◆ Kaynak metin
* * * * * * * * *
3 Şubat Kötü Tarih: Yeni Zelanda, para denen şey, alevler…
okuma süresi 2 dakikaKeşfine bir lafımız yok ama devlet olduktan sonra yaptıkları pek hayırhah değil. Amerika’dan bahsediyorum elbette: 1690’da bugün, Amerika’da ilk kâğıt para kullanılmış. Paranın mitolojisi belli lakin kâğıt para diye de bir şey var. Bütün küfür Lidyalılara değil, dikkat.
Dünyada gün başına bir doğal felaket de düşüyor. 1931’de Yeni Zelanda’da gerçekleşen deprem sonucu 258 kişi hayatını kaybetmiş. Istihzasız bir “cennet vatan” olan Yeni Zelanda’nın başına dönem dönem böyle doğal felaketler gelmiş. Onlar için edeceğimiz dua, “insan eliyle felaket”ten uzak olmalarıdır. Bir gün yolumuz düşse, ayrıca şahane olur tabii.
Bizim buralarda da, 1957 yılında bir kaza olmuş ne yazık ki. Izmir açıklarında, bir Amerikan gemisiyle “İzmir” adlı bir yolcu gemisinin çarpışması sonucu, dördü yolcu beş kişi hayatını kaybetmiş. Bahsi geçen ülkeye daha ne diyelim? Izmir’i ve Kordon’u çok sevelim ama, mesela.
* * * * * * * * *
◆ Veri satırları
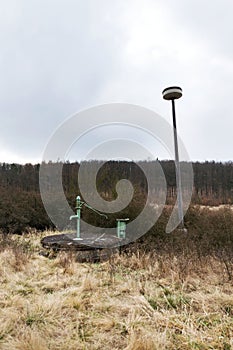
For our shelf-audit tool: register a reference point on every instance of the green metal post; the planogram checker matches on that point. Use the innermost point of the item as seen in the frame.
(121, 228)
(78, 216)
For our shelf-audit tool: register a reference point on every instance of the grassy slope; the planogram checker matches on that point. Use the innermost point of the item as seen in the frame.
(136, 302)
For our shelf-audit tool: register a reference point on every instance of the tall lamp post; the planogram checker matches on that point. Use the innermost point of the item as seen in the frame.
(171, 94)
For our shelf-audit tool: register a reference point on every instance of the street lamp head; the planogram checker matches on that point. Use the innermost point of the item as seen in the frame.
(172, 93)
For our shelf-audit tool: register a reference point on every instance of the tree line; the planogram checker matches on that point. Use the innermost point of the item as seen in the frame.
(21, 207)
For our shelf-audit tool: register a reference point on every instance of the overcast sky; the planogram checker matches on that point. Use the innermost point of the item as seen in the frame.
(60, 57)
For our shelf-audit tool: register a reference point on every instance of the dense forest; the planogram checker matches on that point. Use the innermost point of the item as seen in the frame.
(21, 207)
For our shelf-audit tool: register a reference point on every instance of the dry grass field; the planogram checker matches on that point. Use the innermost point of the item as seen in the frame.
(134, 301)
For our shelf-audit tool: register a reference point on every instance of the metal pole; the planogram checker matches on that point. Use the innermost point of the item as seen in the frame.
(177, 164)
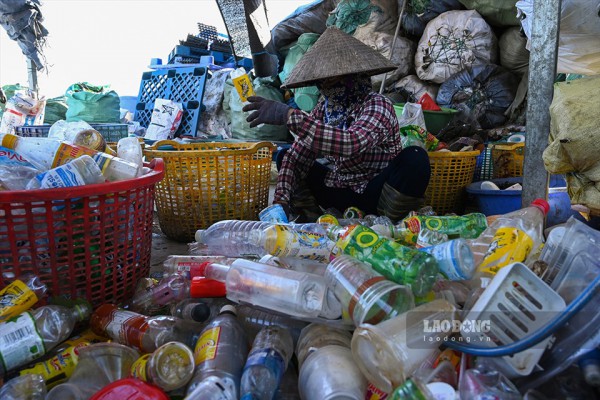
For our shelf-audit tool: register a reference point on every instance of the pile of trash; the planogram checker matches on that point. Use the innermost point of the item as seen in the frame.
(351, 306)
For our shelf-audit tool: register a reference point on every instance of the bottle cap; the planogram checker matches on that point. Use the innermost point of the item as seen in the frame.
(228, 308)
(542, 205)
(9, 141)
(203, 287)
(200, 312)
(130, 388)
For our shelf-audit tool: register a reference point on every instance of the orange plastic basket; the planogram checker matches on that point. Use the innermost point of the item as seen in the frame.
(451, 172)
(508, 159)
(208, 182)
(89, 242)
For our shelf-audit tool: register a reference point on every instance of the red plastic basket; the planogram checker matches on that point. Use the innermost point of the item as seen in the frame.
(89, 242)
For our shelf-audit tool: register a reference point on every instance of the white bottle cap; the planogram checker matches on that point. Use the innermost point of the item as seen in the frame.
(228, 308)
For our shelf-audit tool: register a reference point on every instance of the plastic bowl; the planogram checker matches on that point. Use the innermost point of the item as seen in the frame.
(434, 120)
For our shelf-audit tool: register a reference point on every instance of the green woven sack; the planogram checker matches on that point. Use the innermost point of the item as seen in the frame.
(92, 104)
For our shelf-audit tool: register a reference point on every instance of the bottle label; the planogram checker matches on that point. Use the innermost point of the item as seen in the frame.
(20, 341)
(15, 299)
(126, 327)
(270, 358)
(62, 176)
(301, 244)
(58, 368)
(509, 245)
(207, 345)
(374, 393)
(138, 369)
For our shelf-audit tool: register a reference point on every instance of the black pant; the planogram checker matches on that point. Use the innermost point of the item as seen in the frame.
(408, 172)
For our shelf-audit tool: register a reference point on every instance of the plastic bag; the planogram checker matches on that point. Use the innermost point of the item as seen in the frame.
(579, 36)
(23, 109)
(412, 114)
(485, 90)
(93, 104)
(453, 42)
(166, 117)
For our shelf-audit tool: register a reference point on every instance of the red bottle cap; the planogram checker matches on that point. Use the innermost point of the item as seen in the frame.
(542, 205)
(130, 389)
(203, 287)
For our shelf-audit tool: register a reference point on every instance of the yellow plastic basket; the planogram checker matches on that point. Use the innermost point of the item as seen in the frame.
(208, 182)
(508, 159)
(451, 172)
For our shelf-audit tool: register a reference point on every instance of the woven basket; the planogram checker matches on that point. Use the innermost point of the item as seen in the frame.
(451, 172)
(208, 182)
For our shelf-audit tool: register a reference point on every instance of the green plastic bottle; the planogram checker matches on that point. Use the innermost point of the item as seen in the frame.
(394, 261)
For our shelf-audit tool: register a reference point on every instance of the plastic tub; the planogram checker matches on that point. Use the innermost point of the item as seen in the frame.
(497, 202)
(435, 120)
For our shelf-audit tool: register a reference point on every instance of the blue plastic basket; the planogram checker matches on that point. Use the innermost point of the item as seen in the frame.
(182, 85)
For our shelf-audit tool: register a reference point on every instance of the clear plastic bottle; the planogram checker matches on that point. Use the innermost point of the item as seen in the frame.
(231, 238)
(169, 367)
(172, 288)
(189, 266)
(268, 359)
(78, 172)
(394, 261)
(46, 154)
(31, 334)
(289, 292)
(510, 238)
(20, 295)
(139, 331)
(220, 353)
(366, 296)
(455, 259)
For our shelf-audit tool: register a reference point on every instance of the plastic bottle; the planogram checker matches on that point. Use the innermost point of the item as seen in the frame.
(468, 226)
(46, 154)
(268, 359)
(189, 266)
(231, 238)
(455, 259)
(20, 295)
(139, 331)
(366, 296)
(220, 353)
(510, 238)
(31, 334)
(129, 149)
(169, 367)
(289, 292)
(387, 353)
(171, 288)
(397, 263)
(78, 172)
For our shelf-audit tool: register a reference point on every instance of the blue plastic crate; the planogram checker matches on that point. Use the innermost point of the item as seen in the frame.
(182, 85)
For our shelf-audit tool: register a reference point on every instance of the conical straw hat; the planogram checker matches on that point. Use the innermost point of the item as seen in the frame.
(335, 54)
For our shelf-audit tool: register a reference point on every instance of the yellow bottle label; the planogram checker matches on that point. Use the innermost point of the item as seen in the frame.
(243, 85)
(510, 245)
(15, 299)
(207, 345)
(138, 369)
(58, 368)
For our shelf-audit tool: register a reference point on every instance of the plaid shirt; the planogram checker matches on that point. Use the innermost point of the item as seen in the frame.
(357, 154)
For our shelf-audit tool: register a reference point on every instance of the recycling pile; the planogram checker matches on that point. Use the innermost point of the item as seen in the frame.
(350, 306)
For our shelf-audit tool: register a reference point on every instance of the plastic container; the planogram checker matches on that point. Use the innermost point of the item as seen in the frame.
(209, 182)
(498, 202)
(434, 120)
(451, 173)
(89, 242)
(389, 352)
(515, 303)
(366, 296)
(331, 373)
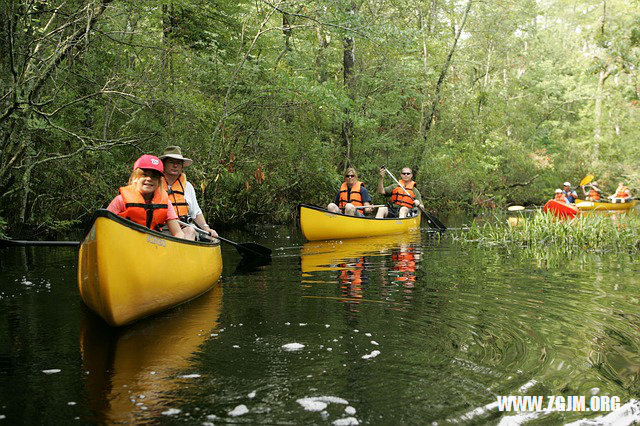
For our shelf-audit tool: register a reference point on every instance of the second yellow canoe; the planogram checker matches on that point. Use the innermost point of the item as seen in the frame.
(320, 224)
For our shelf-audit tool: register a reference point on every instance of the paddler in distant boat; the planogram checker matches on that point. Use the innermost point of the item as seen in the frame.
* * * * * * * * *
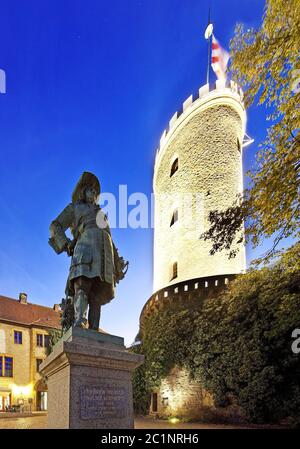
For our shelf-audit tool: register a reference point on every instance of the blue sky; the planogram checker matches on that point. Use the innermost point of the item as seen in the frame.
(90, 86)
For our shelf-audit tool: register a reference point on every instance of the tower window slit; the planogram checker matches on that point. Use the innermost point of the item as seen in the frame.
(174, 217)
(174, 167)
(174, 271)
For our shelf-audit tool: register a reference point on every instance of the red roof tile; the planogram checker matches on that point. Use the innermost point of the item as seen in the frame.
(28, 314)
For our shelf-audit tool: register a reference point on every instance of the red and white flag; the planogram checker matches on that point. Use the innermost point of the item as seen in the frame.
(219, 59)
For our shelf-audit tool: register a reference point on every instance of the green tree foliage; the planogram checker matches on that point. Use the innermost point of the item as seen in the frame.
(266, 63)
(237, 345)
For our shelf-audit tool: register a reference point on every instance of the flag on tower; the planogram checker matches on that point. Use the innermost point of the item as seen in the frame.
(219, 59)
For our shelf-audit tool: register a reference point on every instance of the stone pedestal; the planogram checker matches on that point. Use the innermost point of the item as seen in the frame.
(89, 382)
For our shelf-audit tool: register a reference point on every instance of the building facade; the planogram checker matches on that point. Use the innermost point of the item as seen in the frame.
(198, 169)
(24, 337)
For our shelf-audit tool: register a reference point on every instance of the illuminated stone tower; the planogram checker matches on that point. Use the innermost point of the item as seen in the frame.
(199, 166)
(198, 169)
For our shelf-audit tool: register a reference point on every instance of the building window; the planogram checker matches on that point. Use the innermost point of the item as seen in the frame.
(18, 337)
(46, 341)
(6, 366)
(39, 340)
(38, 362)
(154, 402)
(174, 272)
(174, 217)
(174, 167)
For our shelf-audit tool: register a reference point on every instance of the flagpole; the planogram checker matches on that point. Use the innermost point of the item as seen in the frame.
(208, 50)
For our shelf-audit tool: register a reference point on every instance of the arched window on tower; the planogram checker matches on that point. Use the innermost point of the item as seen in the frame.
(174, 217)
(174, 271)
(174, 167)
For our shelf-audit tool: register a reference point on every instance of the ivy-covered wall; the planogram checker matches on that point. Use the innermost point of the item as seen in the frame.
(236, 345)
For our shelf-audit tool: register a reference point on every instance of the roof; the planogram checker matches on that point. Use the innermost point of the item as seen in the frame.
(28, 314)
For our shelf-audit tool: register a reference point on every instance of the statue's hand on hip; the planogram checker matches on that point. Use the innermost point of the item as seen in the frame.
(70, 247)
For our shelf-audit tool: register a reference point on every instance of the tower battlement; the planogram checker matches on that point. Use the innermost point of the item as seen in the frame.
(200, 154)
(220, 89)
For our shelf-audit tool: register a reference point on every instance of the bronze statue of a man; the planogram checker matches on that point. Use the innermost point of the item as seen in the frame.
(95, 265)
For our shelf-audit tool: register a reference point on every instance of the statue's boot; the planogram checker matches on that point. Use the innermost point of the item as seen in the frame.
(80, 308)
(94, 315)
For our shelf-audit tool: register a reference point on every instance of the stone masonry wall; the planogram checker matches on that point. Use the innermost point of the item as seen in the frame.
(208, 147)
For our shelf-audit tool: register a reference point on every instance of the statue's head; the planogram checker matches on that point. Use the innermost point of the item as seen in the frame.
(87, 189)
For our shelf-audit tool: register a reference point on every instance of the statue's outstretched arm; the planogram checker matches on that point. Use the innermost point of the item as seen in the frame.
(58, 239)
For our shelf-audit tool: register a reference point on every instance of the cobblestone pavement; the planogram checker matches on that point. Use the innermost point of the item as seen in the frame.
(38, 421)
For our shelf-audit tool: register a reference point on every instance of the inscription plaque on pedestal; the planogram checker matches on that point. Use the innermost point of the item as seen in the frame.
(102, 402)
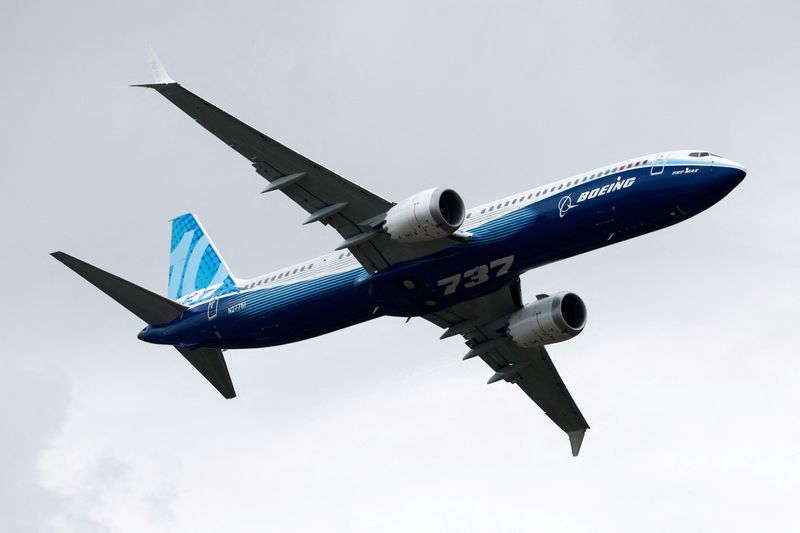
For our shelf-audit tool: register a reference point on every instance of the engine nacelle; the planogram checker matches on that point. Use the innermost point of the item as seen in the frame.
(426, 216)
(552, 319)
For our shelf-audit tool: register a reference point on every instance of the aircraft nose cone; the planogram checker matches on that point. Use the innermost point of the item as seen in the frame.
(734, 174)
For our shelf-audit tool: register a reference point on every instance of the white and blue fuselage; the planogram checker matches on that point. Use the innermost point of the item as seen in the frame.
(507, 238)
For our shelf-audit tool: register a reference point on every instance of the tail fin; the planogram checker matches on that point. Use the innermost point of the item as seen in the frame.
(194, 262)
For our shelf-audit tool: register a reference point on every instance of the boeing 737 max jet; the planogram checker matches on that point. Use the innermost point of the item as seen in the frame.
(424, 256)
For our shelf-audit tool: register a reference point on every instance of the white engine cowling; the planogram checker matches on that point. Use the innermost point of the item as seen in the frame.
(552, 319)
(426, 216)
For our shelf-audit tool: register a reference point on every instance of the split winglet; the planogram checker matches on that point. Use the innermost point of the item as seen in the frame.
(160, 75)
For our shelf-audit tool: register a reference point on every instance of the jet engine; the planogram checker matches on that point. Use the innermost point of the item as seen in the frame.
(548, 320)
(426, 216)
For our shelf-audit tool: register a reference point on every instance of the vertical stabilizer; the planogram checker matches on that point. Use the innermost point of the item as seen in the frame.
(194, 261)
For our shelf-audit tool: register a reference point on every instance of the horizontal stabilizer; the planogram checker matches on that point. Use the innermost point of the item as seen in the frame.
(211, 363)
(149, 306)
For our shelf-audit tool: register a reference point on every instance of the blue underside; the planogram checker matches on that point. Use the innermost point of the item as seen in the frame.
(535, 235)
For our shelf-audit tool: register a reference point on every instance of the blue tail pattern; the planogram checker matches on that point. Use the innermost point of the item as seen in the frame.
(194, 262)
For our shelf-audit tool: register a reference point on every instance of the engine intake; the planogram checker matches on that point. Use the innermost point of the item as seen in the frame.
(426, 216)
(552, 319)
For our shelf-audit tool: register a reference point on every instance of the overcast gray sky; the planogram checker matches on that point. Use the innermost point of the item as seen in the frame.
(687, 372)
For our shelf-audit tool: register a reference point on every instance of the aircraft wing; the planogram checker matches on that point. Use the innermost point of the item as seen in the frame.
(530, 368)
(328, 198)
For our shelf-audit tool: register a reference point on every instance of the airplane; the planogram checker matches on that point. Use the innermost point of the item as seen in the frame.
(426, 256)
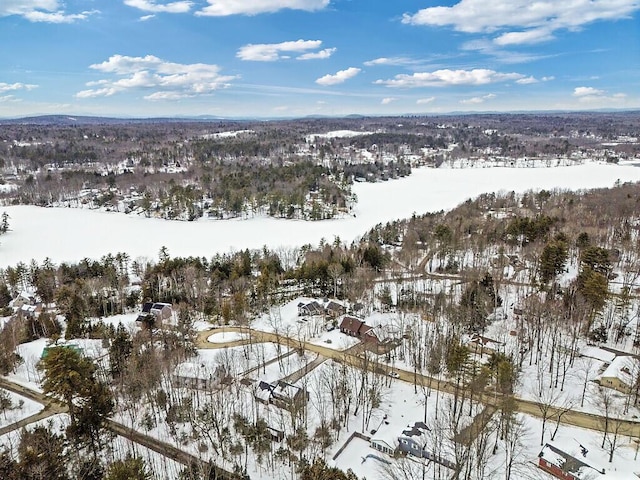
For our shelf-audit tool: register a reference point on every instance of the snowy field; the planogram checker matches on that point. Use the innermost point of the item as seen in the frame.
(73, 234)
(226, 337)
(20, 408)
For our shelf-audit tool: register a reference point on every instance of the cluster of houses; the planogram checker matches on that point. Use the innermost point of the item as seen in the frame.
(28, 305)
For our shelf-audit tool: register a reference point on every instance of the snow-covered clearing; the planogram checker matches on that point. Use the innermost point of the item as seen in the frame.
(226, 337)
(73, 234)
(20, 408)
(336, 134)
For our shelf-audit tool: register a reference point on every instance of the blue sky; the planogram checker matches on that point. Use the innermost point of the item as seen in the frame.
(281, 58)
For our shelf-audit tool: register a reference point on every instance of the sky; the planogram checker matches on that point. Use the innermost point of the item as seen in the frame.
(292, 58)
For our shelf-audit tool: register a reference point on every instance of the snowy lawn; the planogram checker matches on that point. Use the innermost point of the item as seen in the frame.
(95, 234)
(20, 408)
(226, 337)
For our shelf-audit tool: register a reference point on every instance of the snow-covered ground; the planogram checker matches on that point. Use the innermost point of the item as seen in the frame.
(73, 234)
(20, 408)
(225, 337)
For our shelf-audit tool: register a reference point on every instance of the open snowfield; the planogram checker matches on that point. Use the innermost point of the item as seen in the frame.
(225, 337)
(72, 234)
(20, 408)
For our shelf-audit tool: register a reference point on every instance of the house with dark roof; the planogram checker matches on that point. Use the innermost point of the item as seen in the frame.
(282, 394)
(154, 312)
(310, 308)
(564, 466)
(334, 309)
* * * * * * * * *
◆ Yapılacak iş
3 Şubat'ta tarihte yaşanan olayları anlatan metnin son cümlesinden sonrasını yazın. Bu satırlara ihtiyaç yok.

◆ Alıştırma sonucu
2002 yılında bu defa felaket gene buralara uğruyor. Afyon’da, merkez üssü Sultandağı olan 6 şiddetinde bir deprem olmuş. 43 kişi hayatını kaybetmiş, 318 kişi de yaralanmış. Halen hafızamızda olan bir afet bu; Afyon’un adı değişmiş miydi ki o zamanlar? “Hep Başbakan” Demirel’in, -bak gene anacağım- Amerika’ya verdiği cevap da halen akıllarda. ABD afyon bitkisinin ekimi konusunda dayılanınca Demirel “Adı Afyon olan il var burada,” diyor. Bize bir belgeselden anlattığı bu, günahı onun boynuna.
Ve en yakın kaza: 2011’de, Ankara Ostim’de iki ayrı fabrikada büyük yangınlar çıktı. Neyse ki can kaybı yaşanmayan kazanın, en azından yangın sebebi belirlenebildi. Malum, sebepsiz yangınlar memleketiyiz epeydir. “Ne giysek alev”.